Exercise description ▸
The data must be written out once more, precisely as given.

A block of data ▸
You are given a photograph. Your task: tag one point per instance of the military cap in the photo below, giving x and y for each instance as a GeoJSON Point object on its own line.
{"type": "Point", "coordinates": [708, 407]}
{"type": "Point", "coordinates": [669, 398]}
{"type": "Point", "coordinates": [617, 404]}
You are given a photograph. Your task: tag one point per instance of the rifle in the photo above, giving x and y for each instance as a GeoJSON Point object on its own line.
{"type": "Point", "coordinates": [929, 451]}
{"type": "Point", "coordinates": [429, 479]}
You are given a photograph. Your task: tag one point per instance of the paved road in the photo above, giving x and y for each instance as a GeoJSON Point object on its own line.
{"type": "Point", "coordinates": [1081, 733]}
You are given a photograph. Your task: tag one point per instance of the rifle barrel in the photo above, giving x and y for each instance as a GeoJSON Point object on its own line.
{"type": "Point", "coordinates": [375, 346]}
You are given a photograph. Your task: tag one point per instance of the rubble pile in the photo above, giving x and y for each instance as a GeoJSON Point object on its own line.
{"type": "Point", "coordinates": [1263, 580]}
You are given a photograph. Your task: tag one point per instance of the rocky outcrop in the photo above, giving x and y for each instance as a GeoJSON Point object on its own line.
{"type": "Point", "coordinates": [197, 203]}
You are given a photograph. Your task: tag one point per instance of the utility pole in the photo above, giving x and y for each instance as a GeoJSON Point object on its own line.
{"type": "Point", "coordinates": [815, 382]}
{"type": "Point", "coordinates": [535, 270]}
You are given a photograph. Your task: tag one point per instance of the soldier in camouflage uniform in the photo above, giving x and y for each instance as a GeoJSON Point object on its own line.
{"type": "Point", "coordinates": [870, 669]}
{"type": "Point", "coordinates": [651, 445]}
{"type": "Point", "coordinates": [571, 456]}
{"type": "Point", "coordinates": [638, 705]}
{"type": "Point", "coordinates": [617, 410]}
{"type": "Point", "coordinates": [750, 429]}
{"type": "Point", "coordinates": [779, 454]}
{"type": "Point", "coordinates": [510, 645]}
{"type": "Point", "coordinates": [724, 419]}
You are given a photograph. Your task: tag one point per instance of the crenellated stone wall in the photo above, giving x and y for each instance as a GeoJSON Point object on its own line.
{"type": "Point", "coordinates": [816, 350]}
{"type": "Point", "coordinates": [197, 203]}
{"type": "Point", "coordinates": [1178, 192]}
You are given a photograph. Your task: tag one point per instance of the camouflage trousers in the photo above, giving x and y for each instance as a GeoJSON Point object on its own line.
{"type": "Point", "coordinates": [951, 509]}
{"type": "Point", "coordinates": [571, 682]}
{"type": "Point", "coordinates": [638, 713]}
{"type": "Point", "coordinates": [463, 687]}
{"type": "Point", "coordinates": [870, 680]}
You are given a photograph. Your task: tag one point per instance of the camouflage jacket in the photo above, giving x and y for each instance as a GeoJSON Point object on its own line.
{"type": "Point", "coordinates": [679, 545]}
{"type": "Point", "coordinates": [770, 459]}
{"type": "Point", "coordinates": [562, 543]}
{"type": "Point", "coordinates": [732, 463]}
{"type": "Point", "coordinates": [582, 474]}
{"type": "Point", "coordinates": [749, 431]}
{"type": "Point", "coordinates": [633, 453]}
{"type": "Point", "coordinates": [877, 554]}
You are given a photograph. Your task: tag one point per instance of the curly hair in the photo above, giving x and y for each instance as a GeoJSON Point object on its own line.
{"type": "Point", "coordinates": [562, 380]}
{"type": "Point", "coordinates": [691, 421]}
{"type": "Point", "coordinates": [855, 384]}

Correct output ▸
You are given a photograph. Your task: tag one point per instance of the military cap in the photo below, giving x and y for each instance as a GeoJSON Point object on its own line.
{"type": "Point", "coordinates": [708, 407]}
{"type": "Point", "coordinates": [669, 398]}
{"type": "Point", "coordinates": [617, 404]}
You are given a photograph. Your task: tag one point per instance of the rifle in the photo above, giving x and y for each instance as a GeoJSON Point object on its own line.
{"type": "Point", "coordinates": [929, 451]}
{"type": "Point", "coordinates": [429, 479]}
You are given a photograph. Your task: tag one point per instance of the paved road in the photo above, giving x and y for each instance as a GeoJSON Point object on its own line.
{"type": "Point", "coordinates": [1081, 733]}
You are given a photograph. Your task: tag one point per instance of the rifle barrel in the photo above, giving x and y for each instance as a GeoJSON Point object on its own line.
{"type": "Point", "coordinates": [375, 346]}
You are given a photograph. Your task: tag one point per instance of the rubble pile in the photo above, giving x and y for each instance as a GeoJSON Point object on its own line.
{"type": "Point", "coordinates": [1263, 580]}
You are given a photograph. Your task: tag one point per instance of the rocky outcrop in the photo above, giving x and y for each instance as a GeoJSON Point object on its own line.
{"type": "Point", "coordinates": [197, 203]}
You are given a photograph. Your task: tag one point per instance of the utility pole in the photo above, giving x and y for each instance as a GeoJSON Point object on its own line.
{"type": "Point", "coordinates": [815, 382]}
{"type": "Point", "coordinates": [535, 270]}
You are given a photograph. Your task: tag one point per instance of the soldier in camouflage uniform in the photo above, giving x and y for each instance as a GeoJSON Point object on its own line.
{"type": "Point", "coordinates": [870, 669]}
{"type": "Point", "coordinates": [651, 445]}
{"type": "Point", "coordinates": [571, 456]}
{"type": "Point", "coordinates": [638, 705]}
{"type": "Point", "coordinates": [617, 410]}
{"type": "Point", "coordinates": [750, 429]}
{"type": "Point", "coordinates": [779, 454]}
{"type": "Point", "coordinates": [510, 645]}
{"type": "Point", "coordinates": [724, 419]}
You are given a photograph. Your task: tag one point per instance of the crenellated stone wall in the photo above, giving x and y for each instance as a GeoJSON Point object on its own line.
{"type": "Point", "coordinates": [816, 350]}
{"type": "Point", "coordinates": [197, 203]}
{"type": "Point", "coordinates": [1178, 192]}
You are given a photograph. Your task: tag one point per instance of the camouflage trousers in the photo above, giving x and y for each instance as a GeoJSON Point object on its own line.
{"type": "Point", "coordinates": [951, 509]}
{"type": "Point", "coordinates": [571, 682]}
{"type": "Point", "coordinates": [638, 713]}
{"type": "Point", "coordinates": [463, 687]}
{"type": "Point", "coordinates": [870, 680]}
You are given a photograph. Your task: tag one point per instance of the camouflage jacket in the photo above, giving x and y for each instance as a GeoJSON Point object on its own line.
{"type": "Point", "coordinates": [679, 545]}
{"type": "Point", "coordinates": [770, 459]}
{"type": "Point", "coordinates": [562, 543]}
{"type": "Point", "coordinates": [732, 463]}
{"type": "Point", "coordinates": [582, 474]}
{"type": "Point", "coordinates": [749, 431]}
{"type": "Point", "coordinates": [633, 453]}
{"type": "Point", "coordinates": [877, 554]}
You are given a photograph. Your task: tag one point per instance of the curly hair in the photo above, giving x and y for each instance as a GeoJSON Point object on its own line.
{"type": "Point", "coordinates": [562, 380]}
{"type": "Point", "coordinates": [691, 421]}
{"type": "Point", "coordinates": [855, 384]}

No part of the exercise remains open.